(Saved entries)
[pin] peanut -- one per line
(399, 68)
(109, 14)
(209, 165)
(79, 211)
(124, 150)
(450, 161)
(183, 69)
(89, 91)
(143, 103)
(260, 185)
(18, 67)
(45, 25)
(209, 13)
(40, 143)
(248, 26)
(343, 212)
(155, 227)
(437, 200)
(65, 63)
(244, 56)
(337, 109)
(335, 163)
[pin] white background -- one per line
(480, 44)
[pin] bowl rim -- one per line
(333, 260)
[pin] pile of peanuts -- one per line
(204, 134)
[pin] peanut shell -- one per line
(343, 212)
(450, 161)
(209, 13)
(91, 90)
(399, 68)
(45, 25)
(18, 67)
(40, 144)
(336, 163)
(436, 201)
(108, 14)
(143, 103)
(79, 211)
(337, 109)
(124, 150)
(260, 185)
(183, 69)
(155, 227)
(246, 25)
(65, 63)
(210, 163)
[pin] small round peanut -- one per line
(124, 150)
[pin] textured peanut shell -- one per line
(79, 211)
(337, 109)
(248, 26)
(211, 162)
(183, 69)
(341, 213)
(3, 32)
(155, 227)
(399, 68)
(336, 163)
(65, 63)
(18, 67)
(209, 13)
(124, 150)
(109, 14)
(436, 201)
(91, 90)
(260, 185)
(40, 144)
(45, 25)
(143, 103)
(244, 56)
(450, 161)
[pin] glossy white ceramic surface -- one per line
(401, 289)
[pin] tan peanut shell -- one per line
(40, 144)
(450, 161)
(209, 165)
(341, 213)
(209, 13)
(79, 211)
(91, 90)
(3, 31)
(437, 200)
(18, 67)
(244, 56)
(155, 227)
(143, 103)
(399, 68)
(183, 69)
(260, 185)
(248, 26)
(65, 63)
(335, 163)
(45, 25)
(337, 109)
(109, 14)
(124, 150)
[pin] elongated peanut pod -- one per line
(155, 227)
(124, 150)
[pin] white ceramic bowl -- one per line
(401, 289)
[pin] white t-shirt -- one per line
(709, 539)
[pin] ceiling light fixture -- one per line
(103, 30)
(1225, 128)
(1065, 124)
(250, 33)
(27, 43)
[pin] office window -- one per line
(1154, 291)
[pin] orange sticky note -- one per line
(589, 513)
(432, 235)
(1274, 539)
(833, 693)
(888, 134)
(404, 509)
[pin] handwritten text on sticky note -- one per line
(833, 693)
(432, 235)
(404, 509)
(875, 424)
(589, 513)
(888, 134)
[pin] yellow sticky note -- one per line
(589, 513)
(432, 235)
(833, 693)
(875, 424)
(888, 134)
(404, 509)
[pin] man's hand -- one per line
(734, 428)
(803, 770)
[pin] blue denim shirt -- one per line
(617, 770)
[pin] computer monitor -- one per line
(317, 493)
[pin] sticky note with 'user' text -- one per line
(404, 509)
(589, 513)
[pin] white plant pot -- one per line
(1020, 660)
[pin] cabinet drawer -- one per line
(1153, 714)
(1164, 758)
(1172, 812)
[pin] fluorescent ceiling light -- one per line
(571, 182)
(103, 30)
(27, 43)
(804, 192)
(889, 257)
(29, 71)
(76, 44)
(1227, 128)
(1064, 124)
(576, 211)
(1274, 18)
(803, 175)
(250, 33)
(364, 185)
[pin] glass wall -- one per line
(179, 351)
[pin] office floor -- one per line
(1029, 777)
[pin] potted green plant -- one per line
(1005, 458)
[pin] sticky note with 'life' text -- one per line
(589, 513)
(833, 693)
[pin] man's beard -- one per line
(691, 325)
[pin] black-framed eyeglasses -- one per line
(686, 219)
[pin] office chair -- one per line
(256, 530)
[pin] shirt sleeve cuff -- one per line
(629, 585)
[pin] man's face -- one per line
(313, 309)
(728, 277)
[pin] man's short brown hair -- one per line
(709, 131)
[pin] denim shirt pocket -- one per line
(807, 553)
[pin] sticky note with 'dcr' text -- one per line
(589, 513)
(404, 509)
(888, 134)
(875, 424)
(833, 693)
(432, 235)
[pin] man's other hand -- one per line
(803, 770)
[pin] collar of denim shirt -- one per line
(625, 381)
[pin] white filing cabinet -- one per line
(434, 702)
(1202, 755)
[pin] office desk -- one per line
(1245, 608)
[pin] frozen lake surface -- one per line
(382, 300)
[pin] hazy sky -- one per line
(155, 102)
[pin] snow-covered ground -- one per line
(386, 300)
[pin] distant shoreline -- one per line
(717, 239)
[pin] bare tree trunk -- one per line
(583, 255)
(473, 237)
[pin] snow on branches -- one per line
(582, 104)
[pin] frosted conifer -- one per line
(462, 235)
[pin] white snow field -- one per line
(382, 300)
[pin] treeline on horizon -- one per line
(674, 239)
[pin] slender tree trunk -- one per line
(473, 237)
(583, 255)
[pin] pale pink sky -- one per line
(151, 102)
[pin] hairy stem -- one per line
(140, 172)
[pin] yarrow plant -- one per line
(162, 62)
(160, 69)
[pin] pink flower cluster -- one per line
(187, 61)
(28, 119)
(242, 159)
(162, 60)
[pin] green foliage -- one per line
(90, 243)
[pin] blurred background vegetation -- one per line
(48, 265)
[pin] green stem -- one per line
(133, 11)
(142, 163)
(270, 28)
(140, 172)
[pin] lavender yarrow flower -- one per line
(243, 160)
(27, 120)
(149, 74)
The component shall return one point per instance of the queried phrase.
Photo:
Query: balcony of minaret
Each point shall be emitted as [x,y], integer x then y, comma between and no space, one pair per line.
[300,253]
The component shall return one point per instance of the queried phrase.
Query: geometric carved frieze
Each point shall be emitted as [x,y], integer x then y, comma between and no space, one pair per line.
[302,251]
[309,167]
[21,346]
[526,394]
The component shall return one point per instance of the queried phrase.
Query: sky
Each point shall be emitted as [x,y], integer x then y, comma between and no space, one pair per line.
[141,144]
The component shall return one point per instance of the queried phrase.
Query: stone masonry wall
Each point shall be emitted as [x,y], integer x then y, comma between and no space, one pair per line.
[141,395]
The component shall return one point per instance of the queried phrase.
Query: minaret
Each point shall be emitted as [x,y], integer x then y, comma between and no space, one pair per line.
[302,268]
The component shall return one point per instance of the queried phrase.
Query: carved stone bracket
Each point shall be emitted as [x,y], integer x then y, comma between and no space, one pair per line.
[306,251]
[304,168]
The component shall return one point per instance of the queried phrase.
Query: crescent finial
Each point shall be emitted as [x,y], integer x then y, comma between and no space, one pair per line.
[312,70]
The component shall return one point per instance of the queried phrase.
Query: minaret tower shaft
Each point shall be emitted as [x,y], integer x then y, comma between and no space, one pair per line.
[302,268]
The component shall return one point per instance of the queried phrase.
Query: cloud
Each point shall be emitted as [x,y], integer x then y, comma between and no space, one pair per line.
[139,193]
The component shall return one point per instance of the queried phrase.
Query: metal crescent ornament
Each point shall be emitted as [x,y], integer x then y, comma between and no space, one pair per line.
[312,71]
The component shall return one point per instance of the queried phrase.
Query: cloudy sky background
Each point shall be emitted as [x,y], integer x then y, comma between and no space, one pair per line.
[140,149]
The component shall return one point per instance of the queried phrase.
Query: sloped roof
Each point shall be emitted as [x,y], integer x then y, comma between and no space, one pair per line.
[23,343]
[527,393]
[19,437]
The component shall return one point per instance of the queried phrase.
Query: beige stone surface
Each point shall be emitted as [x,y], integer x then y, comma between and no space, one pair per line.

§ WHAT IS BEING ASKED: A faithful retyping of every entry above is the task.

§ RESPONSE TO THE EXERCISE:
[pin] peanut -- one per line
(399, 68)
(109, 14)
(209, 165)
(79, 211)
(124, 150)
(450, 161)
(183, 69)
(89, 91)
(143, 103)
(260, 185)
(18, 67)
(45, 25)
(209, 13)
(40, 143)
(248, 26)
(343, 212)
(155, 227)
(437, 200)
(65, 63)
(244, 56)
(337, 109)
(335, 163)
[pin] white background -- one per line
(480, 44)
[pin] bowl rim -- one per line
(333, 260)
[pin] pile of peanuts -- one per line
(204, 134)
[pin] peanut shell -- one per line
(343, 212)
(450, 161)
(209, 13)
(91, 90)
(399, 68)
(45, 25)
(18, 67)
(40, 144)
(336, 163)
(436, 201)
(108, 14)
(143, 103)
(79, 211)
(337, 109)
(124, 150)
(260, 185)
(183, 69)
(155, 227)
(246, 25)
(65, 63)
(210, 163)
[pin] small round peanut -- one per line
(124, 150)
[pin] textured peanut shell -- one per line
(79, 211)
(337, 109)
(248, 26)
(211, 162)
(183, 69)
(341, 213)
(3, 32)
(155, 227)
(399, 68)
(336, 163)
(65, 63)
(18, 67)
(209, 13)
(124, 150)
(109, 14)
(436, 201)
(91, 90)
(260, 185)
(40, 144)
(45, 25)
(143, 103)
(244, 56)
(450, 161)
[pin] glossy white ceramic surface -- one per line
(401, 289)
[pin] tan peanut shell -- one per line
(40, 144)
(450, 161)
(209, 165)
(341, 213)
(209, 13)
(79, 211)
(91, 90)
(3, 31)
(437, 200)
(18, 67)
(244, 56)
(155, 227)
(143, 103)
(399, 68)
(183, 69)
(260, 185)
(248, 26)
(65, 63)
(335, 163)
(45, 25)
(337, 109)
(109, 14)
(124, 150)
[pin] elongated peanut pod -- one per line
(155, 227)
(124, 150)
[pin] white ceramic bowl -- one per line
(401, 289)
[pin] white t-shirt -- one per line
(709, 539)
[pin] ceiling light fixture -- one per line
(103, 30)
(1225, 128)
(1065, 124)
(250, 33)
(27, 43)
[pin] office window -- one per line
(1154, 291)
[pin] orange sticky note -- one per line
(589, 513)
(432, 235)
(1274, 539)
(833, 693)
(888, 134)
(404, 509)
[pin] handwritten text on sticky note -- one per line
(833, 693)
(432, 235)
(404, 509)
(875, 424)
(589, 513)
(888, 134)
[pin] yellow sticky note -- one per line
(589, 513)
(432, 235)
(833, 693)
(875, 424)
(888, 134)
(404, 509)
[pin] man's hand -- one per line
(734, 428)
(803, 770)
[pin] blue denim shirt -- one per line
(617, 770)
[pin] computer monitor -- one per line
(317, 493)
[pin] sticky note with 'user' text -- one per line
(404, 509)
(589, 513)
[pin] white plant pot -- one per line
(1020, 660)
[pin] cabinet drawer -- one per line
(1153, 714)
(1164, 758)
(1172, 812)
[pin] fluorescent ceiling light -- one per line
(571, 182)
(103, 30)
(27, 43)
(804, 192)
(889, 257)
(29, 71)
(76, 44)
(1227, 128)
(1064, 124)
(576, 211)
(1274, 18)
(803, 175)
(250, 33)
(364, 185)
[pin] glass wall -- one per line
(179, 351)
[pin] office floor -- one per line
(1029, 777)
[pin] potted green plant -- one per line
(1005, 458)
[pin] sticky note with 'life' text -- one per line
(589, 513)
(833, 693)
[pin] man's beard -- one per line
(691, 325)
[pin] black-framed eyeglasses -- one per line
(686, 219)
[pin] office chair -- one per line
(256, 530)
[pin] shirt sleeve cuff -- one per line
(629, 585)
[pin] man's face -- one per line
(313, 309)
(728, 277)
[pin] man's short brown hair -- one per line
(709, 131)
[pin] denim shirt pocket -- one per line
(807, 553)
[pin] sticky note with 'dcr' text -- one per line
(589, 513)
(404, 509)
(888, 134)
(875, 424)
(833, 693)
(432, 235)
[pin] man's other hand -- one per line
(803, 770)
[pin] collar of denim shirt -- one per line
(625, 381)
[pin] white filing cabinet -- one per line
(434, 702)
(1202, 755)
[pin] office desk -- one per line
(1245, 608)
[pin] frozen lake surface -- one per line
(382, 300)
[pin] hazy sky -- one per line
(155, 102)
[pin] snow-covered ground -- one per line
(386, 300)
[pin] distant shoreline -- one per line
(717, 239)
[pin] bare tree trunk -- one per line
(583, 255)
(473, 237)
[pin] snow on branches -- one per line
(582, 104)
[pin] frosted conifer -- one per line
(462, 235)
[pin] white snow field -- one per line
(382, 300)
[pin] treeline on horizon -- one per line
(674, 239)
[pin] slender tree trunk -- one per line
(473, 237)
(583, 255)
[pin] pale pink sky -- one per line
(151, 102)
[pin] hairy stem -- one per line
(140, 172)
[pin] yarrow plant -- one per line
(162, 62)
(160, 69)
[pin] pink flower cluster -- one per line
(187, 61)
(28, 119)
(242, 159)
(162, 60)
[pin] green foliage -- one per line
(90, 243)
[pin] blurred background vegetation -- one per line
(48, 265)
[pin] green stem -- one per line
(133, 11)
(142, 163)
(270, 28)
(140, 172)
[pin] lavender yarrow flower -- one per line
(243, 160)
(27, 120)
(149, 74)
The component shall return one point per instance of the queried phrase.
Photo:
Query: balcony of minaret
Each point shall be emitted as [x,y], integer x then y, comma between and no space, one pair per line.
[300,253]
The component shall return one point per instance of the queried phrase.
Query: geometric carved frieze
Each point shall be emitted as [x,y], integer x then y, comma between and no space, one pair per line.
[302,251]
[309,167]
[21,346]
[526,394]
The component shall return one point per instance of the queried phrase.
Query: sky
Each point shall be emitted as [x,y], integer x then y, comma between and no space, one pair per line.
[141,144]
The component shall return one point per instance of the queried phrase.
Query: stone masonry wall
Each point shall be emitted as [x,y], integer x then y, comma between and no space, one pair per line.
[141,395]
The component shall return one point per instance of the queried phrase.
Query: minaret
Each point shall be emitted as [x,y], integer x then y, comma between and no space, one pair per line.
[302,268]
The component shall return one point per instance of the queried phrase.
Query: carved stone bracket
Each point shall be emitted as [x,y], integer x then y, comma between and no space, one pair per line.
[306,251]
[304,168]
The component shall return one point per instance of the queried phrase.
Query: crescent finial
Each point shall be emitted as [x,y], integer x then y, comma between and no space, one pair per line.
[312,70]
The component shall return one point per instance of the queried phrase.
Query: minaret tower shaft
Each point shall be emitted as [x,y], integer x then y, comma between and no space, one pair per line.
[302,268]
The component shall return one point per instance of the queried phrase.
Query: cloud
Each point shall be emitted as [x,y], integer x then y, comma between and no space, one pair per line.
[139,193]
The component shall return one point per instance of the queried phrase.
Query: metal crescent ornament
Each point shall be emitted as [x,y], integer x then y, comma between and no space, one pair per line.
[312,71]
The component shall return one point per instance of the queried phrase.
Query: cloudy sky background
Each point shall be emitted as [x,y], integer x then y, comma between and no space, one pair per line.
[140,149]
The component shall return one point per instance of the queried phrase.
Query: sloped roof
Each point shall be emitted as [x,y], integer x then y, comma between and no space, one pair per line.
[23,343]
[527,393]
[19,437]
The component shall return one point per instance of the queried phrase.
Query: beige stone surface
Each point shall be emitted as [x,y], integer x then y, comma between and no space, one pair per line.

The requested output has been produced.